**Exercise task:**
Please reproduce, without any change, the part of the lines below that opens with the line containing "Vision module – locates any pointed" and runs through the last line.

--- START Records to use ---

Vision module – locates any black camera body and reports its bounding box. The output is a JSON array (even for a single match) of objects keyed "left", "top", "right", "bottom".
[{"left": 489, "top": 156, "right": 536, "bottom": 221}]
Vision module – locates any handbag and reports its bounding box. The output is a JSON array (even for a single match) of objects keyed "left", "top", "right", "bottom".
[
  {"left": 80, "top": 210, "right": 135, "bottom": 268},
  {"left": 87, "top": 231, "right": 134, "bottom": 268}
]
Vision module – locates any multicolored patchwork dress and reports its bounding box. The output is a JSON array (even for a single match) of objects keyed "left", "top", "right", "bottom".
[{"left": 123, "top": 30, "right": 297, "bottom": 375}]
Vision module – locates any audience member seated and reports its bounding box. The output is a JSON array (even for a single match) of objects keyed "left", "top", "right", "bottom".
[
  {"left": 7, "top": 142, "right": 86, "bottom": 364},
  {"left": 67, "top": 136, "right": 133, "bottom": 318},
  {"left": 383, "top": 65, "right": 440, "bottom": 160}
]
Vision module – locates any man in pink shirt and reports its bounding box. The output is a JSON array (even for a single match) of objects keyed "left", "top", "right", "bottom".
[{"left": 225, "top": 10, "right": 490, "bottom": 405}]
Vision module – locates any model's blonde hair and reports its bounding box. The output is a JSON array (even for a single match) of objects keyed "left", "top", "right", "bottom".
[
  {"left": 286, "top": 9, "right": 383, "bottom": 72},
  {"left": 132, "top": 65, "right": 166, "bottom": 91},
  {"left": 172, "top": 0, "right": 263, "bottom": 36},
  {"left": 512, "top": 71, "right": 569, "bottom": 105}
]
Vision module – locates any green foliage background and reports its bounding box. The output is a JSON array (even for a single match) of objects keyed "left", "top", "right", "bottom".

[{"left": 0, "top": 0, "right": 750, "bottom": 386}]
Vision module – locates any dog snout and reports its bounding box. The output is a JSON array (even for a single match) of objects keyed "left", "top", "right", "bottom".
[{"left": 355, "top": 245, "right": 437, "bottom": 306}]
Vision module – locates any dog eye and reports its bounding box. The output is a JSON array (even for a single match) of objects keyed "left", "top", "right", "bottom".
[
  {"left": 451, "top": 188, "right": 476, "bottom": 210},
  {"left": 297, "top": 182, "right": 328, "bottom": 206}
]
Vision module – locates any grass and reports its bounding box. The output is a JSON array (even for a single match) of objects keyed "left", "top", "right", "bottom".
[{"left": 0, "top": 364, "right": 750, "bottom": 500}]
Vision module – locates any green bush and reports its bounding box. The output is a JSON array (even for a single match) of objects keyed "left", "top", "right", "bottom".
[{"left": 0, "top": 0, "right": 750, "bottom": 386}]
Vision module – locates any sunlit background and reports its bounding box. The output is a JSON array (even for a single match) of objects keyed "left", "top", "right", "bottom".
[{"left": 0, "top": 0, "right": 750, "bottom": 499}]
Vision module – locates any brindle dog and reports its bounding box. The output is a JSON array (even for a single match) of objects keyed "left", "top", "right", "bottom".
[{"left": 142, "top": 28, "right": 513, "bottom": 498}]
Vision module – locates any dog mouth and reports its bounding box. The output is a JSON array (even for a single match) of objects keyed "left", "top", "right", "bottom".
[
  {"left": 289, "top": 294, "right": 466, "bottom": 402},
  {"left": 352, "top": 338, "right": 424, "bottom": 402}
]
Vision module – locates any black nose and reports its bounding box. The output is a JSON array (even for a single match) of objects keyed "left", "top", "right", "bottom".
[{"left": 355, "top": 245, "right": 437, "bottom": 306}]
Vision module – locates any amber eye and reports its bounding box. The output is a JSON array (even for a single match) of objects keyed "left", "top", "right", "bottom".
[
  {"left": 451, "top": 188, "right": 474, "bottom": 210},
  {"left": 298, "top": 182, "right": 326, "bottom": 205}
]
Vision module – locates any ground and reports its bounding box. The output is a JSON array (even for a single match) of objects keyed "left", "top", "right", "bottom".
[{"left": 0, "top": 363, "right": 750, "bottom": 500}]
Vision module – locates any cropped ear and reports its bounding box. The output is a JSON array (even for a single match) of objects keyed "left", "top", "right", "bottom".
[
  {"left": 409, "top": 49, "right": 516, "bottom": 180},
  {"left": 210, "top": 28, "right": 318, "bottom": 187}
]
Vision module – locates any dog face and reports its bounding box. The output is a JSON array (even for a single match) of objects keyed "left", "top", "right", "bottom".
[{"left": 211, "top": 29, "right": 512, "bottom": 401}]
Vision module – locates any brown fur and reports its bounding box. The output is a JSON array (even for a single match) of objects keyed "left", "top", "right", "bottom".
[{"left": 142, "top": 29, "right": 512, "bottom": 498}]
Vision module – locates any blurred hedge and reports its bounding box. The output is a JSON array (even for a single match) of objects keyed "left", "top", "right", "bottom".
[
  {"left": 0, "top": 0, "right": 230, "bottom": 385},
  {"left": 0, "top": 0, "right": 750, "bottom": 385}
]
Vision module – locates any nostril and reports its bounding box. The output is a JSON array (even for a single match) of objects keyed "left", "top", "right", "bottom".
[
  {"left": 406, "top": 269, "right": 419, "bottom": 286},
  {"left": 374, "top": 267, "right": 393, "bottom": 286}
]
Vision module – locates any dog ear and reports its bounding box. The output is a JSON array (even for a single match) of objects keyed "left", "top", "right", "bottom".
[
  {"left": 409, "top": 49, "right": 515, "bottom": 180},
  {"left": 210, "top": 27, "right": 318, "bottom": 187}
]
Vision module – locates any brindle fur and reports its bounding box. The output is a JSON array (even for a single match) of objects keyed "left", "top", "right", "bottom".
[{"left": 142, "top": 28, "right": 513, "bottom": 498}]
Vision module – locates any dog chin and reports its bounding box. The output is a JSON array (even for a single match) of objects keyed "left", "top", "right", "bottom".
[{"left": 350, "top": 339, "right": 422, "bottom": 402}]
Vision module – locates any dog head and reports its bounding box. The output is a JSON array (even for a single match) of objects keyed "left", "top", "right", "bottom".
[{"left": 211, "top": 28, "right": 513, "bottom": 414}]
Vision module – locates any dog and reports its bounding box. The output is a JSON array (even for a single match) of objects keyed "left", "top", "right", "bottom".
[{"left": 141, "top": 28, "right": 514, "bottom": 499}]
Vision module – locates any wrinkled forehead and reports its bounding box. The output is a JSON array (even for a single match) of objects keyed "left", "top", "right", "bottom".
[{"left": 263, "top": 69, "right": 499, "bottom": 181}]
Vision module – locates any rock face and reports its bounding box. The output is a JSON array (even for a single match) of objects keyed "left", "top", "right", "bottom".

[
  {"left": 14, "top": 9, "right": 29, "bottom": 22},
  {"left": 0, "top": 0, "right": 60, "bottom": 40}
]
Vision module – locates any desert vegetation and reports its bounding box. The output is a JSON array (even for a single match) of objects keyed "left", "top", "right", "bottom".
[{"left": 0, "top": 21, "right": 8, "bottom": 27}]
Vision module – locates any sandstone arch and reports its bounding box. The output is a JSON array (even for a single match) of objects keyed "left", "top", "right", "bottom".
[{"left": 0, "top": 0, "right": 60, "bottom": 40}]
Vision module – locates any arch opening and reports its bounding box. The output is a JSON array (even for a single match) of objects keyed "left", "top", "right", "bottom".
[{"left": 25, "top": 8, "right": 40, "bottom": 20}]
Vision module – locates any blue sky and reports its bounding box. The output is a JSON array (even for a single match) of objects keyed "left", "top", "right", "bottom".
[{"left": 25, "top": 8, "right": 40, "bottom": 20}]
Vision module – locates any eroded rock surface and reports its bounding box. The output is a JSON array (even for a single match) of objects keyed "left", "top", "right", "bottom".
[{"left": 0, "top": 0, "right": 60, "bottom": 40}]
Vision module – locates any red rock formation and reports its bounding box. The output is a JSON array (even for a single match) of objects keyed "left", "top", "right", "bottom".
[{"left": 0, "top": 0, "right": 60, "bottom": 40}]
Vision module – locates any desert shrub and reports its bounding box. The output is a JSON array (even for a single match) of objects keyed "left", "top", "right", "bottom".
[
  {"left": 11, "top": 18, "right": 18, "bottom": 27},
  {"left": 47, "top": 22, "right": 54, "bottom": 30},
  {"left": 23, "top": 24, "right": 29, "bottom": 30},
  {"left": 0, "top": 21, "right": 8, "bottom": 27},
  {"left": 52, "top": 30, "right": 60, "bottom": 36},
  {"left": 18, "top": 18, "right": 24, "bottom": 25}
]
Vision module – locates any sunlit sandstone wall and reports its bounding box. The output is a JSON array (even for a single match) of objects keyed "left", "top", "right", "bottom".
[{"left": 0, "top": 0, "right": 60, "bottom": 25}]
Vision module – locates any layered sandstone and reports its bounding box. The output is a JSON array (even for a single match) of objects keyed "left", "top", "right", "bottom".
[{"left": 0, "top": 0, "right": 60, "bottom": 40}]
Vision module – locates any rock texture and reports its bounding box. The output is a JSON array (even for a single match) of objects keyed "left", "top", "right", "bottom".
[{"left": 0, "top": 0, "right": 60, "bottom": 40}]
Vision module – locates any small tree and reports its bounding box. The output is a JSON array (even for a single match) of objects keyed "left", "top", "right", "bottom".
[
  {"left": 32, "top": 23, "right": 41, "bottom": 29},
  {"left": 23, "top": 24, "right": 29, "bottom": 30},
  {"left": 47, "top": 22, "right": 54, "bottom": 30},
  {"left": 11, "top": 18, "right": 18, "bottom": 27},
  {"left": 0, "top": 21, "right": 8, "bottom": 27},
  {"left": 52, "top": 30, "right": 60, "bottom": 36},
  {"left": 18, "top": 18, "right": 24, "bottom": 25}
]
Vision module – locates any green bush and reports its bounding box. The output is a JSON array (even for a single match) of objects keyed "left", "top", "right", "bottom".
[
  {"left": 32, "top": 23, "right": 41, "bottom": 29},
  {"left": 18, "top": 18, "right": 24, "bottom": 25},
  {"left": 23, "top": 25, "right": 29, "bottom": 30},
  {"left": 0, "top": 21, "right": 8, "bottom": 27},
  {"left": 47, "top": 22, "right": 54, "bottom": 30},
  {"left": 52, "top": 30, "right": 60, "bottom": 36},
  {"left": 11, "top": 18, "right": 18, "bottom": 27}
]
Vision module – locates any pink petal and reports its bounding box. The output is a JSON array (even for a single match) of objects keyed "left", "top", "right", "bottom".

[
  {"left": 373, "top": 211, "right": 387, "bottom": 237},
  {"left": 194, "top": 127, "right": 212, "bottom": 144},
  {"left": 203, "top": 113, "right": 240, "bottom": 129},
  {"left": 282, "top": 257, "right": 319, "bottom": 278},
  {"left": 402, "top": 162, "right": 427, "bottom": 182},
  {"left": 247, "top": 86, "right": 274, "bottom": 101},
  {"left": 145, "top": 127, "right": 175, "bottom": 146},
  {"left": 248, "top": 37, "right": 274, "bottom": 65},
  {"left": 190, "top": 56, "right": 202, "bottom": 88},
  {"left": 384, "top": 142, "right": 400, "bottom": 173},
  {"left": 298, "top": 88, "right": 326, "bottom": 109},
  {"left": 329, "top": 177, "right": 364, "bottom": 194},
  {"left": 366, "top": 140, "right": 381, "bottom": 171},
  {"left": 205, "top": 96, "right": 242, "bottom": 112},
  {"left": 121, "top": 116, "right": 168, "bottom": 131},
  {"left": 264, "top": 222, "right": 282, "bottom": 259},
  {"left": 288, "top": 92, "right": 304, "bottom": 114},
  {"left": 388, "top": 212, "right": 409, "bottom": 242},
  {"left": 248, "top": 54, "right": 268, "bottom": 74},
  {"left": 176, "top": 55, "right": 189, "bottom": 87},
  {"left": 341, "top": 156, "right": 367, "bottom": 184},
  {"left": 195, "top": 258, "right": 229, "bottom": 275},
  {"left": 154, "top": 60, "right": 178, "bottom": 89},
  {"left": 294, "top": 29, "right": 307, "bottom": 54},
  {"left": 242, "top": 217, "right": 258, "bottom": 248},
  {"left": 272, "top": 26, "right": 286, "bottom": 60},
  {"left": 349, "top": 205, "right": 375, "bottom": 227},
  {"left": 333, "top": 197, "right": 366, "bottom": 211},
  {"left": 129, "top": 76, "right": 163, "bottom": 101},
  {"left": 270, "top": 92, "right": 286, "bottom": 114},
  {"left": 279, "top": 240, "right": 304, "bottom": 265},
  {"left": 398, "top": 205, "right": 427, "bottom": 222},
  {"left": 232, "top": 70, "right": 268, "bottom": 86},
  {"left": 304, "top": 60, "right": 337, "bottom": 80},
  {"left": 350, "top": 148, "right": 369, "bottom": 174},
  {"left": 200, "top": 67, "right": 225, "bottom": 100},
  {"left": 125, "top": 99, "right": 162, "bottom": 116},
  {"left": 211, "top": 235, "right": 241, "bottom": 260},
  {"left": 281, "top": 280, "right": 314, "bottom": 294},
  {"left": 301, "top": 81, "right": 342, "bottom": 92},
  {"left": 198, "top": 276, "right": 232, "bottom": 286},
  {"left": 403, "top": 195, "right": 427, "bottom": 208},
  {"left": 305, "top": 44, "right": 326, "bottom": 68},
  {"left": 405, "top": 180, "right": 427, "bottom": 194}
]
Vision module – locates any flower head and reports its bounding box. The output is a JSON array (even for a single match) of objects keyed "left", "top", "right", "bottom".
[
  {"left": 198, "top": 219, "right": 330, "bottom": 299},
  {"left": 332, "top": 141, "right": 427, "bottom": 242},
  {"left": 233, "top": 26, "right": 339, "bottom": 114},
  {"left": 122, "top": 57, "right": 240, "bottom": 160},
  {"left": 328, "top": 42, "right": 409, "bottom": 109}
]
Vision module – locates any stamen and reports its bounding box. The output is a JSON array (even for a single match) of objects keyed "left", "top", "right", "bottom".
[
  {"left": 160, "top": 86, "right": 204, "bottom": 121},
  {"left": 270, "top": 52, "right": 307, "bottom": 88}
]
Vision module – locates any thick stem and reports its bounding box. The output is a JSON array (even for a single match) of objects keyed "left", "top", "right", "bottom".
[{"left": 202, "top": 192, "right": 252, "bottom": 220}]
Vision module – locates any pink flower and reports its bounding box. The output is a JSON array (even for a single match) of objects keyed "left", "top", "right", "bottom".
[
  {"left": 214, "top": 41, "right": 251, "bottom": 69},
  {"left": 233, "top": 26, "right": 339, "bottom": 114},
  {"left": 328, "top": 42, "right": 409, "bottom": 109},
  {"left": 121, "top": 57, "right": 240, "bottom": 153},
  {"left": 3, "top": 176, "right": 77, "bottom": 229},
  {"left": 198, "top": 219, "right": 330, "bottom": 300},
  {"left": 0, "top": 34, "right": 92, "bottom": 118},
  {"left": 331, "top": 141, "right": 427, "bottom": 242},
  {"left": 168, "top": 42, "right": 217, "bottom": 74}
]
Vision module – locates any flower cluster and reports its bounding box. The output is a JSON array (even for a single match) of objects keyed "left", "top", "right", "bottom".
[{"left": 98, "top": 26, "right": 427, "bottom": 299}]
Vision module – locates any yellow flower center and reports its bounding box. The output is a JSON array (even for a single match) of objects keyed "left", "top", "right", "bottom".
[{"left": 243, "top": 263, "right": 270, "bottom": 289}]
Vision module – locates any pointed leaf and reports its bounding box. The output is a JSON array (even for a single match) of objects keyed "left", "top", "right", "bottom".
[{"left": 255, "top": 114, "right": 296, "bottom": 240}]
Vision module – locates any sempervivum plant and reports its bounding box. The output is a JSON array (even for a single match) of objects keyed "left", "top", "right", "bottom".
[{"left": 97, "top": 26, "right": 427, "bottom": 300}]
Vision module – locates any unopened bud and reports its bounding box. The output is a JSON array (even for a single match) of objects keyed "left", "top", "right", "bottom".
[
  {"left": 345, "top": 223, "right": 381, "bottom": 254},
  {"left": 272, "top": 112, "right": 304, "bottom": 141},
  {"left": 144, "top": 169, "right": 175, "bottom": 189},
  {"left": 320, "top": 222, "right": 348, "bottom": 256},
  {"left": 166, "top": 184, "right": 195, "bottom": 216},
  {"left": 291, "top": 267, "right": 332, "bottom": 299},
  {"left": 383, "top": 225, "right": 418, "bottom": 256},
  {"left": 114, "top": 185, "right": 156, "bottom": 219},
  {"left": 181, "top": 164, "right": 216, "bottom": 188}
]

--- END Records to use ---

**Result of this task:**
Vision module – locates any pointed leaf and reports its bounding box. The output is a JSON array (even for a single match) of objects keyed "left", "top", "right", "bottom".
[{"left": 255, "top": 114, "right": 296, "bottom": 240}]
Vision module – locates any sempervivum plant and reports its bounding box. The output is a JSON array (even for a single match) of objects keyed "left", "top", "right", "bottom".
[{"left": 97, "top": 26, "right": 427, "bottom": 300}]
Vision module – locates any unopened bud and reports its bounding box. The output is a JSON array (even for a single match) of objects keyed "left", "top", "right", "bottom".
[
  {"left": 345, "top": 223, "right": 381, "bottom": 254},
  {"left": 272, "top": 112, "right": 304, "bottom": 141},
  {"left": 144, "top": 169, "right": 175, "bottom": 189},
  {"left": 320, "top": 222, "right": 348, "bottom": 256},
  {"left": 166, "top": 184, "right": 195, "bottom": 216},
  {"left": 291, "top": 267, "right": 332, "bottom": 299},
  {"left": 383, "top": 225, "right": 418, "bottom": 256},
  {"left": 114, "top": 185, "right": 156, "bottom": 219},
  {"left": 181, "top": 164, "right": 216, "bottom": 188}
]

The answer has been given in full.